*Stated goal*
Copy each of the records below word for word, without changing anything.

◇ ◇ ◇ ◇

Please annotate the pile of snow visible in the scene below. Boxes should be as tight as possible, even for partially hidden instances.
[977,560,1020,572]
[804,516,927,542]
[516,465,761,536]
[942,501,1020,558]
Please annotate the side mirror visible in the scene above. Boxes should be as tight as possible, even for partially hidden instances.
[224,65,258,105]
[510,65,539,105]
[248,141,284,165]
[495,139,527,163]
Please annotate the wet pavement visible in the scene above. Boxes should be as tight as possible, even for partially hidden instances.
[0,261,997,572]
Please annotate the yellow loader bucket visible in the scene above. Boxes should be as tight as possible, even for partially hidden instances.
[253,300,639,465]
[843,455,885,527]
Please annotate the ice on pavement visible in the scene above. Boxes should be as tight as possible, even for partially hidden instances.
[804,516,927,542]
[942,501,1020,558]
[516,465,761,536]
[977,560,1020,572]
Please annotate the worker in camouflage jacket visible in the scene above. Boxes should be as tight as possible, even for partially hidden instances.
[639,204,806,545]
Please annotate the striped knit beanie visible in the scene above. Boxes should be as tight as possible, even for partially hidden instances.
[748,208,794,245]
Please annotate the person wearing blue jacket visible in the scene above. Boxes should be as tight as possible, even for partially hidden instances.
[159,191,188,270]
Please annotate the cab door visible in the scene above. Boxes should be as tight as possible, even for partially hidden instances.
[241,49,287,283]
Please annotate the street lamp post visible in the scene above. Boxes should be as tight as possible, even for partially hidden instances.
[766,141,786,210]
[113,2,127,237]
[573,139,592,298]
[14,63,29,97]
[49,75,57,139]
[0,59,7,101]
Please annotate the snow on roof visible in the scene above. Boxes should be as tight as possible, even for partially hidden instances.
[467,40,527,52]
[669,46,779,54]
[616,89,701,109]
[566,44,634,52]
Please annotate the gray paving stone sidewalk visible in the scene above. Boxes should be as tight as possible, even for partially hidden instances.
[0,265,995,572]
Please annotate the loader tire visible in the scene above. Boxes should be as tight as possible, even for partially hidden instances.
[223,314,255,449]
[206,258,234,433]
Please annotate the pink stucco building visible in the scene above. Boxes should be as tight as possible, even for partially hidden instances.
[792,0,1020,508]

◇ ◇ ◇ ◇

*Response to this exercise*
Please annotate the pile of snow visible in the scene below. Boxes should be as tight as possible, even for partially hidden instances.
[977,560,1020,572]
[804,516,927,542]
[516,465,761,536]
[942,501,1020,558]
Please annotate the side mirror visible in the scene above. Boxes should be as tight as possible, even for partially hidden instances.
[224,65,258,105]
[510,65,539,105]
[248,141,284,165]
[495,139,527,163]
Please annotate the wet pavement visible in the scene above. Boxes should be as tight as possible, even for partially hidden instances.
[0,261,997,572]
Please annotate the yellow loader bucket visible in the scene above. Boxes should be as tight as possible, even for partially hidden instances.
[253,300,639,465]
[843,455,885,527]
Please annotate the ice on pavement visible in the scene above. Boxes should be as tight as possible, even for partially hidden instances.
[804,516,927,542]
[942,501,1020,558]
[516,465,761,536]
[977,560,1020,572]
Please annotate the worker in camouflage jacket visible in the scene above. Boxes should be as tight as possible, even for partially hidden instances.
[639,204,806,545]
Please annotate the striped knit beanie visible in the scene above. Boxes should be as tight as possible, even for partially hidden instances.
[748,208,794,245]
Please annotate the person wearing blue jacket visible in the scene above. Boxes should be as tight as possible, even for partially hidden instances.
[159,191,188,270]
Please annotate the cab door visible in the scene above. Boxes should be as tight as possible, even for partially hidden instances.
[241,49,287,283]
Please annotate the street lamp post visible in the scene above. Boxes should be as tight as possible, even for partially hidden instances.
[766,141,786,210]
[113,2,127,237]
[573,139,592,298]
[14,63,29,97]
[49,75,57,139]
[0,59,7,101]
Please annotate the snow on roof visible in the scene above. Boxes should be as tight as possible, even for partially hidden instances.
[467,40,527,52]
[669,46,779,54]
[616,89,701,109]
[566,44,634,52]
Please annotate the gray paving stone sidewalk visible in the scene above. Boxes should be as tight as possible, even for partially hidden instances.
[0,265,995,572]
Please annotate the loader tire visible in the scene above. Boxes should be as tight as possible, even for partially hidden instances.
[223,314,255,449]
[206,258,234,433]
Please annotate the pink stucco building visible in the scene above. Boxes should be as tight as possible, even for partially hidden instances.
[792,0,1020,508]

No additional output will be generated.